___ Information provided

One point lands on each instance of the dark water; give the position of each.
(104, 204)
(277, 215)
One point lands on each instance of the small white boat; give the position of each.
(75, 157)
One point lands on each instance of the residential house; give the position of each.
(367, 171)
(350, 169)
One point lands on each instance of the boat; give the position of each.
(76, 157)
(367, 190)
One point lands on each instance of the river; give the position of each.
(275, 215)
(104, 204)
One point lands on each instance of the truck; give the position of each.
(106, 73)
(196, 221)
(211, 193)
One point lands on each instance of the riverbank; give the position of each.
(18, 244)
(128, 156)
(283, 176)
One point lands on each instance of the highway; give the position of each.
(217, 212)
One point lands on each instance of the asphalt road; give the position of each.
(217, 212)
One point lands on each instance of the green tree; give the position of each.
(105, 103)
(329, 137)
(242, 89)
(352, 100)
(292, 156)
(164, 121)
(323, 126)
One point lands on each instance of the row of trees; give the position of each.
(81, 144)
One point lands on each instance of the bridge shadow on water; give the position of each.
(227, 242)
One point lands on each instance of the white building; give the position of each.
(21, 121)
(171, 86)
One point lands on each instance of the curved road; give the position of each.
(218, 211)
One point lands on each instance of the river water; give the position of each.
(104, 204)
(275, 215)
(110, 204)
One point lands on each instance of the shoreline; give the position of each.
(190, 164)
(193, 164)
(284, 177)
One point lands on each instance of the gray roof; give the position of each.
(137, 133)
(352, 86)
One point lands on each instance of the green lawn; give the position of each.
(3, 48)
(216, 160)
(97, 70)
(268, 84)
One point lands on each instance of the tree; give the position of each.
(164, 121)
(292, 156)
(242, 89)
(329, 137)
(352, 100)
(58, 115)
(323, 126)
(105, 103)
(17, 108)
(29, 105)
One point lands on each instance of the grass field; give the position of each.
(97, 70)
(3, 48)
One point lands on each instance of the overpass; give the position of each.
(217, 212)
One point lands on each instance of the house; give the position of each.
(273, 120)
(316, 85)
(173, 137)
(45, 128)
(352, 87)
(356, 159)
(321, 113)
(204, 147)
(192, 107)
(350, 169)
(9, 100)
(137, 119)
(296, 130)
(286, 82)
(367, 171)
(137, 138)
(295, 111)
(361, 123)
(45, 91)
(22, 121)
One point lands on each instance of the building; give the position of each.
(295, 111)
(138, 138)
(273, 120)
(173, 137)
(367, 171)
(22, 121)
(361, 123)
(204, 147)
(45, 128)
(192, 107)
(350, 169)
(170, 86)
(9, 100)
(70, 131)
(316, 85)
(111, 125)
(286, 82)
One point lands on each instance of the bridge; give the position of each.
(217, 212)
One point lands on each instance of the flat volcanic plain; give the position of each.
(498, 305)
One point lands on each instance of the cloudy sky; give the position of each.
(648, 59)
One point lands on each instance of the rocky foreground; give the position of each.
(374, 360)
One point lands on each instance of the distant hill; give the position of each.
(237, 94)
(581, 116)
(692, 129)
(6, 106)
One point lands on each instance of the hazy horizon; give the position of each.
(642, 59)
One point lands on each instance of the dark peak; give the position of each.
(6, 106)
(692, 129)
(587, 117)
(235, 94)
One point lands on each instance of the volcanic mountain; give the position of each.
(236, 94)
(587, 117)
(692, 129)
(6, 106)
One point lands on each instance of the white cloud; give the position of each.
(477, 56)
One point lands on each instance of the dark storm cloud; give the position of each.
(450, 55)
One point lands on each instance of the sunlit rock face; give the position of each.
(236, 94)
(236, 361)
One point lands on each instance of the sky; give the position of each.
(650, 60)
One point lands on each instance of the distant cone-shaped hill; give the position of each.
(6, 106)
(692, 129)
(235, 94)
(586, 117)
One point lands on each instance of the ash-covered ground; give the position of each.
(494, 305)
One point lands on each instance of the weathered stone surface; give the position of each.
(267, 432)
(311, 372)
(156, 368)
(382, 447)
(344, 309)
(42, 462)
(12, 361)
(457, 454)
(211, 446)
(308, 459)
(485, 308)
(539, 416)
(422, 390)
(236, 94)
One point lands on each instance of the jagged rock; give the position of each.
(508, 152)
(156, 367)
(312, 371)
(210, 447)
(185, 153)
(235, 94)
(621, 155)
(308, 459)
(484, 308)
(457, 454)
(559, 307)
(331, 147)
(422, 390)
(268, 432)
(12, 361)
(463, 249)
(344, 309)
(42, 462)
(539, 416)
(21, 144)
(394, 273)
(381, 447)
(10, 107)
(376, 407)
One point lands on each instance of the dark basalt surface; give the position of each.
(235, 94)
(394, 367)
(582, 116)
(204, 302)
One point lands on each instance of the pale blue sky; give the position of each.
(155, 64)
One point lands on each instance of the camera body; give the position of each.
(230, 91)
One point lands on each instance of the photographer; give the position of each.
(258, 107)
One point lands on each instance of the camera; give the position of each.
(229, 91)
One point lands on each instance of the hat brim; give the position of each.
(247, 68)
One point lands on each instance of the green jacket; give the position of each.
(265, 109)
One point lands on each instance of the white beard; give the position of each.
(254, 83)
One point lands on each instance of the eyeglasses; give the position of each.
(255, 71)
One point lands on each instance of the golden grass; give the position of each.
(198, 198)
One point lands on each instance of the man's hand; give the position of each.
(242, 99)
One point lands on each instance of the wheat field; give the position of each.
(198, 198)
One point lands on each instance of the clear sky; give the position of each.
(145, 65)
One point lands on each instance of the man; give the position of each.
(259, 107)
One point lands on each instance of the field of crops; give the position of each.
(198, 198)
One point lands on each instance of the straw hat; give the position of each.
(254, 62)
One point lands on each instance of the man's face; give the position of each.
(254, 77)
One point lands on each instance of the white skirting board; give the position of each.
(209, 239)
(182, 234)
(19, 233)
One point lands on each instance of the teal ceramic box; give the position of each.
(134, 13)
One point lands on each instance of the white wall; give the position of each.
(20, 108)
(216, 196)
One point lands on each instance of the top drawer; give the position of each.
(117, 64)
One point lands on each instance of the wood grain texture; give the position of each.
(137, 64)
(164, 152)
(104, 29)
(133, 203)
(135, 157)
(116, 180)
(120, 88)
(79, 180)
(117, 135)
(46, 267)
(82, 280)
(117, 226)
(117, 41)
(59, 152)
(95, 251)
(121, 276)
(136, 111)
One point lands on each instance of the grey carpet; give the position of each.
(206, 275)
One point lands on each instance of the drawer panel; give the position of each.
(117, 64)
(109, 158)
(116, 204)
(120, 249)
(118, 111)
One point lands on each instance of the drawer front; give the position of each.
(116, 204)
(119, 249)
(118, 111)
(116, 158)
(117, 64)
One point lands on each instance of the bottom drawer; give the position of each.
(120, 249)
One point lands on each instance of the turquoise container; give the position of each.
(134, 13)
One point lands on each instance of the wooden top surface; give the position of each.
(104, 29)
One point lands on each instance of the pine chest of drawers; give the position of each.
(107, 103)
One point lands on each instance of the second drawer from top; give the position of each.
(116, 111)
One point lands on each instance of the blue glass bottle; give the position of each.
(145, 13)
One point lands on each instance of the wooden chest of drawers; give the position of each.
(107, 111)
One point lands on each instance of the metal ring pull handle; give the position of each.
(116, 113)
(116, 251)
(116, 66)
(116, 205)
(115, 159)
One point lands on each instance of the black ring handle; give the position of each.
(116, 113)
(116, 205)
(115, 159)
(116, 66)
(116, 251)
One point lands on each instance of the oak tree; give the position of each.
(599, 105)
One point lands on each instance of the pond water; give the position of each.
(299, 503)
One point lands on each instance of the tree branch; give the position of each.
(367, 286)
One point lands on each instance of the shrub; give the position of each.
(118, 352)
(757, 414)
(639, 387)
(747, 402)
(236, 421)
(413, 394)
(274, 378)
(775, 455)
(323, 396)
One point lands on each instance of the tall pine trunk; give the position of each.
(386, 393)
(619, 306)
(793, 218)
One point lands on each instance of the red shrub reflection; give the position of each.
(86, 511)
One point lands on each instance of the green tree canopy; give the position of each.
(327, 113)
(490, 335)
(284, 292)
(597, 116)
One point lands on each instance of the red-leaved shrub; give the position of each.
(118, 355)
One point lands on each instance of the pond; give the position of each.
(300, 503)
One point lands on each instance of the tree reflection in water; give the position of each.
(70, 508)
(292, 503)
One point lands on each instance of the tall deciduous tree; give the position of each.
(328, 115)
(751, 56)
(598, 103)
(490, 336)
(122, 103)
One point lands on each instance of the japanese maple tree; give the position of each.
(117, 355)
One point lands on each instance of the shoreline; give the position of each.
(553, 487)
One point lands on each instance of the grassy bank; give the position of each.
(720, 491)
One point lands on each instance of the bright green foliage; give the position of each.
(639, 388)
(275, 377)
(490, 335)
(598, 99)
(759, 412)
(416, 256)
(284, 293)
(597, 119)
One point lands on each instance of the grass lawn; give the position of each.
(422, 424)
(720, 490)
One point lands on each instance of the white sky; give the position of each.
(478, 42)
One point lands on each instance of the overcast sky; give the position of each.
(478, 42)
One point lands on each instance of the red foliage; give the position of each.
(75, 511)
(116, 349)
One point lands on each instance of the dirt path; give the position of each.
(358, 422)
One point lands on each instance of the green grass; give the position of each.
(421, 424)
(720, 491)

______

[What to produce]
Transcribe word for word the lines from the one holding "One point lands on each instance of the red-leaved" to the last line of the listing above, inclusive.

[Full solution]
One point lands on each instance of the red-leaved shrub; give the position of each.
(118, 355)
One point lands on each instance of the pond; give the position of each.
(300, 503)
One point lands on each instance of the tree reflection in water; give the position of each.
(70, 508)
(292, 503)
One point lands on each instance of the tall deciduous tree; give the position of each.
(328, 115)
(751, 56)
(598, 103)
(490, 336)
(122, 103)
One point lands on each instance of the japanese maple tree; give the position of each.
(117, 355)
One point lands on each instance of the shoreline; give the position of each.
(553, 487)
One point lands on each instance of the grassy bank; give the position of each.
(720, 491)
One point lands on each instance of the bright green foliage; give the position of each.
(639, 388)
(275, 377)
(490, 335)
(598, 99)
(759, 412)
(416, 256)
(284, 293)
(597, 119)
One point lands on each instance of the grass lawn; give the position of each.
(422, 424)
(720, 490)
One point lands on each instance of the white sky; give the position of each.
(478, 42)
One point lands on each instance of the overcast sky; give the position of each.
(478, 42)
One point lands on each instance of the red foliage; give the position of each.
(75, 511)
(116, 349)
One point lands on each instance of the dirt path; give the position of each.
(358, 422)
One point lands on each instance of the green grass; give the position of each.
(421, 424)
(720, 491)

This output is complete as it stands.